**TASK REQUIREMENTS**: Reproduce the lines from the one that contains "of the rocky" through the last line, with the requests included. Multiply every coordinate in the answers by 1.2 and round each result to a whole number, with halves rounded up.

**INPUT FOR THIS TASK**:
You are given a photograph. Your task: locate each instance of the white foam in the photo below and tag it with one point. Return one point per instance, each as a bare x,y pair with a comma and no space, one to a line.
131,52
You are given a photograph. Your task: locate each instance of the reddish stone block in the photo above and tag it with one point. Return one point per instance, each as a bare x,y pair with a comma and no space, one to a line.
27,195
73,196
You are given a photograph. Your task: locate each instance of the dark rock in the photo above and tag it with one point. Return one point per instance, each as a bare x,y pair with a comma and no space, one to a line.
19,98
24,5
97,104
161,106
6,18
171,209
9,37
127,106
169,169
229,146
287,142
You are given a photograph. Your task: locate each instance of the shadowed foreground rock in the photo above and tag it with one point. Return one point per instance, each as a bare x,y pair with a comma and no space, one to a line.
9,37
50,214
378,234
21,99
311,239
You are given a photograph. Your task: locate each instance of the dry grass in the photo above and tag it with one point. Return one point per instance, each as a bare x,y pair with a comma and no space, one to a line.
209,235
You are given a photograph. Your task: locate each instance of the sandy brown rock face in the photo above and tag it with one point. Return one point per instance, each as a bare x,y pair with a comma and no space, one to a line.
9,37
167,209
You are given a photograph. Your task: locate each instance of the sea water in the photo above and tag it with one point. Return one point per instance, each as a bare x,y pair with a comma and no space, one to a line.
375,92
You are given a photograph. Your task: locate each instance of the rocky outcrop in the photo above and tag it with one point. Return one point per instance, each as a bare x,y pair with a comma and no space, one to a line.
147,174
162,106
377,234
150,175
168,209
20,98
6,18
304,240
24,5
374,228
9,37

**SOLUTION FOR THIS TASK**:
You are given a photograph. Your task: locate each instance of the rocky outcrop in the photo above and tag it with one point. Return one point per instance, each as a bare x,y pair with a comma and no space, one to a line.
176,209
194,127
452,281
180,210
202,251
24,118
7,22
365,288
29,6
449,274
11,44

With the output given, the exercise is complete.